### [PROBLEM A]
In the forum thread about a puppy that flops down outside, reproduce the text from "## rangerman2003 (Dec" up to and including "works for you.", swapping every "shirt" for "sock".

### [EXCERPTED PASSAGE]
# Lays down outside wont get up



## rangerman2003 (Dec 9, 2009)

Well my 8 mnth old female will go outside and potty on the leash, and then she will just flop down. I cant get her to budge for anything unless i literally pick her up... how can i get her to stop this she wont come to the ball or anything


----------



## 4loveofadog (Mar 3, 2010)

mine does the same thing at times. it's very annoying. he also does it with steps, not wanting to go down them. i try to get something that dangles, like a knotted old shirt, with a ball on a string also knotted to the old shirt. so far, he fascinated by the shirt, grabs it or the attached ball and follows me. i find this also helps with his puppy biting when he is trying to nibble at my angles. grab the knotted shirt with the balled attached and dangle that in front of him. hope this works for you.


----------



## MaggieRoseLee (Aug 17, 2001)

You taking out that ziplock baggie full of chicken/liver/cheese? 

You rewarding for her looking at you? Moving with you? Your dog think you are fun and a blast to be with? You always RUN into the house and to the treat jar for a treat everytime you get back into the house?


----------



## Lilie (Feb 3, 2010)

MaggieRoseLee said:


> You taking out that ziplock baggie full of chicken/liver/cheese?
> 
> You rewarding for her looking at you? Moving with you? Your dog think you are fun and a blast to be with? You always RUN into the house and to the treat jar for a treat everytime you get back into the house?

### [PROBLEM B]
Render the listing from its first line up to and including the line with "[[[59,52],[62,17],[63,14],[60,14],[53,21],[50,56],[53,56]]]" as a JSON list of strings, one string per line, skipping blank lines.

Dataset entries
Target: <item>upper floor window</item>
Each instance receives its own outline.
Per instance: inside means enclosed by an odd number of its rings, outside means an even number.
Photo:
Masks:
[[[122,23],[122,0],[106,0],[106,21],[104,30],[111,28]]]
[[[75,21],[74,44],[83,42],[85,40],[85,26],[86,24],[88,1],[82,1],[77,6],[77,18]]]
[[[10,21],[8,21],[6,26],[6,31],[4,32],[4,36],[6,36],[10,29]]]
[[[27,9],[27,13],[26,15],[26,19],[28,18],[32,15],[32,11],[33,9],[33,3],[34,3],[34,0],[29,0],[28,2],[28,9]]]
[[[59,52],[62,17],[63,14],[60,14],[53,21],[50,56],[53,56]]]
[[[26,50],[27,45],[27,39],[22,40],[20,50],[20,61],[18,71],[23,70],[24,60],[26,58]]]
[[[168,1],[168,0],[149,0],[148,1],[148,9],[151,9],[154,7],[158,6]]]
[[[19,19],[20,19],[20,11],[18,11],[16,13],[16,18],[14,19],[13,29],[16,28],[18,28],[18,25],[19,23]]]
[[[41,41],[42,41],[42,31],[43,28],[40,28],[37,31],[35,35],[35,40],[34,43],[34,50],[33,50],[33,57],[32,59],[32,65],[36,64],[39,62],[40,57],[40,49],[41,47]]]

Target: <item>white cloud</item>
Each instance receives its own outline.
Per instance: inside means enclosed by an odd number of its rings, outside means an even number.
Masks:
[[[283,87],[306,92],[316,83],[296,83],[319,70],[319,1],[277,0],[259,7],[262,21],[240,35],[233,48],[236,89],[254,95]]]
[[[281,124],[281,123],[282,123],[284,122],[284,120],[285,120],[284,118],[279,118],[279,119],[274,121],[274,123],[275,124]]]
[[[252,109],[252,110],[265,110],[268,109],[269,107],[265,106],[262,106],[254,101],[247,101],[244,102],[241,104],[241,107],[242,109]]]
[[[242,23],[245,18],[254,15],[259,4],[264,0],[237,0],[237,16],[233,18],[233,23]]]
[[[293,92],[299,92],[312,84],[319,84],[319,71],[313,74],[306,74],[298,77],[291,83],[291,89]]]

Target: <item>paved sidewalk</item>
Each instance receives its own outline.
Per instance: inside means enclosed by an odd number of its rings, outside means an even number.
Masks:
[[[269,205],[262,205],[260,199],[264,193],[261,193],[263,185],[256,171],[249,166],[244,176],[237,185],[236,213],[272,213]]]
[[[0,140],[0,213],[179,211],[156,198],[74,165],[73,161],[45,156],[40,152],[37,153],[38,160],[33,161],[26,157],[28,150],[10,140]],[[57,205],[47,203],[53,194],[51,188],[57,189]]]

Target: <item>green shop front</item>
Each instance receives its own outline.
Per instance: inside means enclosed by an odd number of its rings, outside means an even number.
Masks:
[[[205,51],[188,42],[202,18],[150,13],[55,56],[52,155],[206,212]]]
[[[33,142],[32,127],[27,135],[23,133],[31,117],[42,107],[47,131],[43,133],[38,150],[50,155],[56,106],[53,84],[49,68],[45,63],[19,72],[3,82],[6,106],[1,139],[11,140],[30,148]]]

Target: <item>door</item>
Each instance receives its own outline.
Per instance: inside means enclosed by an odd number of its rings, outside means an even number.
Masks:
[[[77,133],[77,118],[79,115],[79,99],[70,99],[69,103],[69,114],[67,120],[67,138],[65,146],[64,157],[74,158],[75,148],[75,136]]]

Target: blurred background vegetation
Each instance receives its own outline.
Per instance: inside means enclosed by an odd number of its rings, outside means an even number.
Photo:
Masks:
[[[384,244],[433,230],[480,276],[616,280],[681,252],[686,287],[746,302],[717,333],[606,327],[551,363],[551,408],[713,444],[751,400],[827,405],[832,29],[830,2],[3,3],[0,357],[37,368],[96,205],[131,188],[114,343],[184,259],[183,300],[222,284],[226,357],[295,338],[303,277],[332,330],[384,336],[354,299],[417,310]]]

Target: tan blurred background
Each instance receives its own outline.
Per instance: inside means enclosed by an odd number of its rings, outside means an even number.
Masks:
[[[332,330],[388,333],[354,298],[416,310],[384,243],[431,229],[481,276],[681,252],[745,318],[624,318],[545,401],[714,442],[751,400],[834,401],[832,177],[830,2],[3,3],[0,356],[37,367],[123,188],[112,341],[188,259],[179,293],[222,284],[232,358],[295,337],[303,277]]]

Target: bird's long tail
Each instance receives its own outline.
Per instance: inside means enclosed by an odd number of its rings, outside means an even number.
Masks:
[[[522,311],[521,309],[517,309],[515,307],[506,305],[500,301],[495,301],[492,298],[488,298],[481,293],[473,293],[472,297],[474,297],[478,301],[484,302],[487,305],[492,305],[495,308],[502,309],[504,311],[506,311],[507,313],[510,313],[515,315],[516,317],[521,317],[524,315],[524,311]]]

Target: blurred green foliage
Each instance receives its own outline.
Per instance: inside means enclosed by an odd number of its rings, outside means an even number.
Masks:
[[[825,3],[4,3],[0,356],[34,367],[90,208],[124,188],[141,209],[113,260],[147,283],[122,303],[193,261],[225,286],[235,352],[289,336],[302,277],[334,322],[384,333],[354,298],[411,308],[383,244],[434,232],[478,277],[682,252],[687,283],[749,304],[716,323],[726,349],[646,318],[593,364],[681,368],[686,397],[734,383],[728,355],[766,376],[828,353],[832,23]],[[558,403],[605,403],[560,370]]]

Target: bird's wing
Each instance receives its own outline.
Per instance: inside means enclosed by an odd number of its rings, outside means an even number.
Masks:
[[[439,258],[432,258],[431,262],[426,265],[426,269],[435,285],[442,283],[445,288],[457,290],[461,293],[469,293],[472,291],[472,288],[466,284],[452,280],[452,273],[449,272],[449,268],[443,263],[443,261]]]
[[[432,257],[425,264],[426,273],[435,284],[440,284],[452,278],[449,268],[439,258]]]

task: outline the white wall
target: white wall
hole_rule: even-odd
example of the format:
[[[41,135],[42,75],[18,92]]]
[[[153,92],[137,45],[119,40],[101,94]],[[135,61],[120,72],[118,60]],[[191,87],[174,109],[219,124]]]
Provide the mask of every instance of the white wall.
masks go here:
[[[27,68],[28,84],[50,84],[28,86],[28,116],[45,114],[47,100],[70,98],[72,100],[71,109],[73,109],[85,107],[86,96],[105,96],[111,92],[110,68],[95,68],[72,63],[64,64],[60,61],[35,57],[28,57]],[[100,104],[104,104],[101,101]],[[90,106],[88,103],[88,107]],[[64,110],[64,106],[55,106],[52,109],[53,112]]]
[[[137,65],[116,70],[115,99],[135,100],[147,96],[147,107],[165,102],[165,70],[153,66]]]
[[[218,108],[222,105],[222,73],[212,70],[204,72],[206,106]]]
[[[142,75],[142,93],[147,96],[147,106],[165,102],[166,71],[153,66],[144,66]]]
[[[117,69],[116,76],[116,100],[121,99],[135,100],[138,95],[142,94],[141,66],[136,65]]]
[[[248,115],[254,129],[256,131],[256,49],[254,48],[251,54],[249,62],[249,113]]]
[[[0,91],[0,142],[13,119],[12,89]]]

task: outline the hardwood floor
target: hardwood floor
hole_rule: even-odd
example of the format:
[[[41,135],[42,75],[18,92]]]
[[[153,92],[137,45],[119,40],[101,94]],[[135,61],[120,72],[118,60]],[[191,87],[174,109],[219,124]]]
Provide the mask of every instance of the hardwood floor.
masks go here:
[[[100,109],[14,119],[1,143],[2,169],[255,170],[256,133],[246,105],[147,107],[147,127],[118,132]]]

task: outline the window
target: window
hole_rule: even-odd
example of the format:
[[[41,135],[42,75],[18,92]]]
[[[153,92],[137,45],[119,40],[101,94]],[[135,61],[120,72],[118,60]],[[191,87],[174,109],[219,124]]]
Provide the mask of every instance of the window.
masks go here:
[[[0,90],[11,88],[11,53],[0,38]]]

### [EXERCISE SOLUTION A]
## rangerman2003 (Dec 9, 2009)

Well my 8 mnth old female will go outside and potty on the leash, and then she will just flop down. I cant get her to budge for anything unless i literally pick her up... how can i get her to stop this she wont come to the ball or anything


----------



## 4loveofadog (Mar 3, 2010)

mine does the same thing at times. it's very annoying. he also does it with steps, not wanting to go down them. i try to get something that dangles, like a knotted old sock, with a ball on a string also knotted to the old sock. so far, he fascinated by the sock, grabs it or the attached ball and follows me. i find this also helps with his puppy biting when he is trying to nibble at my angles. grab the knotted sock with the balled attached and dangle that in front of him. hope this works for you.

### [EXERCISE SOLUTION B]
[
  "Target: <item>upper floor window</item>",
  "Each instance receives its own outline.",
  "Per instance: inside means enclosed by an odd number of its rings, outside means an even number.",
  "Photo:",
  "Masks:",
  "[[[122,23],[122,0],[106,0],[106,21],[104,30],[111,28]]]",
  "[[[75,21],[74,44],[83,42],[85,40],[85,26],[86,24],[88,1],[82,1],[77,6],[77,18]]]",
  "[[[10,21],[8,21],[6,26],[6,31],[4,32],[4,36],[6,36],[10,29]]]",
  "[[[27,9],[27,13],[26,15],[26,19],[28,18],[32,15],[32,11],[33,9],[33,3],[34,3],[34,0],[29,0],[28,2],[28,9]]]",
  "[[[59,52],[62,17],[63,14],[60,14],[53,21],[50,56],[53,56]]]"
]